**To do**
Retype every entry in its entirety, without alteration.
<<<<
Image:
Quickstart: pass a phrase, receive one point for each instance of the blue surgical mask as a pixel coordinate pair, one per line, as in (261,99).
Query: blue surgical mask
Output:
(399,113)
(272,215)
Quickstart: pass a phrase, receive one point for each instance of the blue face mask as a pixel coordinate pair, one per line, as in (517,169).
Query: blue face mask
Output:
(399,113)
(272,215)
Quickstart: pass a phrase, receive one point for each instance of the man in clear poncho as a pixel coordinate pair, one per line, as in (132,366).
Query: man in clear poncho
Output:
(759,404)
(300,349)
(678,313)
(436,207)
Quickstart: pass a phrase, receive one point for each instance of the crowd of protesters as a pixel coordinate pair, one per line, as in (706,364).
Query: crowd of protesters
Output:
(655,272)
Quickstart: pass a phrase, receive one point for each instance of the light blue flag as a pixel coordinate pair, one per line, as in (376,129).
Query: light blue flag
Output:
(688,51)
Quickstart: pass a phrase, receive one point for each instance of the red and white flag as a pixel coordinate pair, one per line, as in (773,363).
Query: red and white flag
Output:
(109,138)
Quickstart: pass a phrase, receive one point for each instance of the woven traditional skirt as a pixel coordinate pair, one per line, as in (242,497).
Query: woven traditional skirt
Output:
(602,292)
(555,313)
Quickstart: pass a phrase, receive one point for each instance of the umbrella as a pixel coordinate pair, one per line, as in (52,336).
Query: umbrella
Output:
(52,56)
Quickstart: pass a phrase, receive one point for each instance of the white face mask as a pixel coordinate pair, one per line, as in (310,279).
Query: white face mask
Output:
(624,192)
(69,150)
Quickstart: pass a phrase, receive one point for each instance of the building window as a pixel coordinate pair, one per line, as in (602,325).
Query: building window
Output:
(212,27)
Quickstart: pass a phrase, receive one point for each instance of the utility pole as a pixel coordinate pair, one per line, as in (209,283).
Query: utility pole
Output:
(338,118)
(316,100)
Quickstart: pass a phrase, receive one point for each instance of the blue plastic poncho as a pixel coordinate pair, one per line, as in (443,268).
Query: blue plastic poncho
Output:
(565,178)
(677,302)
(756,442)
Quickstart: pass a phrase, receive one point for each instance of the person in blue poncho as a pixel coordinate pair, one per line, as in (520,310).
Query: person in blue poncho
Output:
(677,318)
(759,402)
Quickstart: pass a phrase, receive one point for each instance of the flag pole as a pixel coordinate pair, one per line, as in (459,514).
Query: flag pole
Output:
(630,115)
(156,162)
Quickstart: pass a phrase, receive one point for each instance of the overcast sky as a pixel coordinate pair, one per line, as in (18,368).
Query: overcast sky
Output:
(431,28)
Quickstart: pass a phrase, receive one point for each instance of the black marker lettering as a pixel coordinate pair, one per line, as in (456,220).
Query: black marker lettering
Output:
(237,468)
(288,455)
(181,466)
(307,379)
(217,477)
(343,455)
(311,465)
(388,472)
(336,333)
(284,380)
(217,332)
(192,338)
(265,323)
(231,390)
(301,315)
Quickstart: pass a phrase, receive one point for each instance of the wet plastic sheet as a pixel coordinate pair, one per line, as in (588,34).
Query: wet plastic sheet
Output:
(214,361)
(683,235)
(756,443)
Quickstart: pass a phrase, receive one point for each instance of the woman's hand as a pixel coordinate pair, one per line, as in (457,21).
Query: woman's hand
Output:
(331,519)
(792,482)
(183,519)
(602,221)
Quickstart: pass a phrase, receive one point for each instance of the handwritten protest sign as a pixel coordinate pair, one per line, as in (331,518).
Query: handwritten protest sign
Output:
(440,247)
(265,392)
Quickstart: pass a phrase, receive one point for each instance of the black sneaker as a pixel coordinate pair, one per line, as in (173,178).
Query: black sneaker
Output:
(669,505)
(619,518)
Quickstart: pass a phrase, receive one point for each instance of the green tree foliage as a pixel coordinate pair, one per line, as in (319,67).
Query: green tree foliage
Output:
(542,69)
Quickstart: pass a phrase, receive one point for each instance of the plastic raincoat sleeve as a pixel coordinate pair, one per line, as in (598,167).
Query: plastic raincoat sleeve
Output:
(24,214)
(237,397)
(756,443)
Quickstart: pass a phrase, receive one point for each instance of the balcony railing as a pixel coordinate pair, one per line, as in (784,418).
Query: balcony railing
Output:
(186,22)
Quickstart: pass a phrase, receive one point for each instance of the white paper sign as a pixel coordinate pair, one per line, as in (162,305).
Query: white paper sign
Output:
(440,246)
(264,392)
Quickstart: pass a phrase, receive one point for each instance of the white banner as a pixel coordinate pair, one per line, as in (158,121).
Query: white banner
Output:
>>>>
**Task answer**
Image:
Quickstart: pass a phrase, receive one point for each instance of the blue surgical mask as a pixel coordinate pair, one per line, as in (261,99).
Query: blue surgical mask
Output:
(399,113)
(272,215)
Quickstart: pass a phrase, receive one point for each instance of the blue face mask as a pixel coordinate pair, one per line, as in (517,169).
Query: blue face mask
Output:
(399,113)
(272,215)
Quickstart: pass a phrase, receive one point for each instance of the man in clear poncho as a pixel coordinate pair, one per line, as in (132,366).
Query: man in clear poncho
Output:
(759,404)
(300,349)
(678,313)
(436,207)
Quickstart: pass a phrase, receive one point for each instance of the crowd of protesters as a pixel coordinate pair, one per line, as in (706,364).
Query: crowd of protesters
Output:
(655,272)
Quickstart: pass a phrase, receive one point for each instance of the light blue flag as a pixel coordinate pair, one per line, as in (376,129).
Query: light blue flag
Output:
(688,51)
Quickstart: pass a phrase, receive one point for each instance of the red and white flag as a pixel coordinate pair, one per line, as in (773,363).
Query: red and white flag
Output:
(109,138)
Quickstart: pass a phrase, receive one point for each instance of the woven traditional skirt as a pixel coordinate pair, one per line, as in (242,497).
Query: woven traditional skirt
Output:
(602,292)
(555,313)
Quickstart: pass a phrase, receive one point for each instance of the umbrella as a pixel coordinate pair, one per line, as in (52,336).
Query: umbrella
Output:
(52,56)
Quickstart: pass a phrase, receive one point for each instance of the white face mask as a pixel coordinate pair, one per line, as in (310,279).
Query: white face mask
Output:
(624,192)
(69,150)
Quickstart: pass a phrase, receive one point for each instance of the building window as a pixel coordinate pair, one per line, as in (602,325).
Query: building window
Output:
(212,27)
Quickstart: pass a phrase, receive one point for each instance of the utility pole as a pixel coordinate pair, one per line, as in (209,283).
Query: utility pole
Output:
(338,118)
(316,100)
Quickstart: pass a phrase, receive one point for each instance of the blue plastic poncho as a pixel coordinate pair, one per line, as in (443,268).
Query: blue plastic poncho
Output:
(565,178)
(677,302)
(756,442)
Quickstart: pass a phrase, receive one point for each instance of the person in blue poncho as a pixel coordinate pair, one per line, as in (520,310).
Query: person in blue poncho
Output:
(677,318)
(759,402)
Quickstart: pass a phrase, receive one point for each instance of the flag pole as a pixel coordinate pair, one per line, as in (459,514).
Query: flag pole
Output:
(630,115)
(156,162)
Quickstart: pass a phrase, receive one point for each instance of the overcast sky as a pixel coordinate pair, one per line, as in (18,368).
Query: overcast sky
Output:
(431,28)
Quickstart: pass a phrase, receive one point for each instance of the black marker lettering as a pixel coordinate pair, one per line, as in (456,220).
Query: black marker lettering
Output:
(237,468)
(288,455)
(181,466)
(307,379)
(217,477)
(343,455)
(311,465)
(388,472)
(336,333)
(284,380)
(217,332)
(192,338)
(265,323)
(231,390)
(301,315)
Quickstart: pass a phrase, receive one point for each instance of the wet plastic sheet as a pixel coordinate pair, one per line, as in (588,34).
Query: wet plastic sheet
Output:
(214,361)
(683,235)
(756,443)
Quickstart: pass a phrase, receive one point for each instance of the woman's hand as a pixel coordinate pair, one per line, as in (457,21).
Query: woman's hand
Output:
(331,519)
(792,482)
(183,519)
(602,221)
Quickstart: pass a phrase, receive one point for each instance of the handwritten protest sign as a pixel coordinate pair, one per line, as in (331,518).
Query: handwritten protest sign
Output:
(440,247)
(265,392)
Quickstart: pass a phrase, receive one point for each instance of the black sneaker as a pixel coordinate pair, one per line, as in (173,178).
Query: black sneaker
Output:
(669,505)
(619,518)
Quickstart: pass a phrase, receive one point for each instance of the green tree foliage as a pixel coordinate pair, one per line, as in (319,67).
Query: green tree foliage
Output:
(542,69)
Quickstart: pass a phrase, receive one point for each instance of the plastic raincoat sleeve as a pixel coordinate pair, one per line, as in (598,167).
Query: plastic raincoat sleeve
Output:
(24,214)
(237,397)
(756,443)
Quickstart: pass a phrase, receive one point for each instance of the balcony railing as a pixel coordinate pair, one per line, as in (784,418).
Query: balcony railing
Output:
(186,22)
Quickstart: pass a phrase, receive one point for each instance of the white paper sign as a pixel coordinate pair, one per line, as in (162,305).
Query: white paper sign
Output:
(440,246)
(264,392)
Quickstart: pass a phrase, receive one point for each instance of the white banner as a pixel coordinate pair, one per line, as in (158,121).
Query: white banner
Output:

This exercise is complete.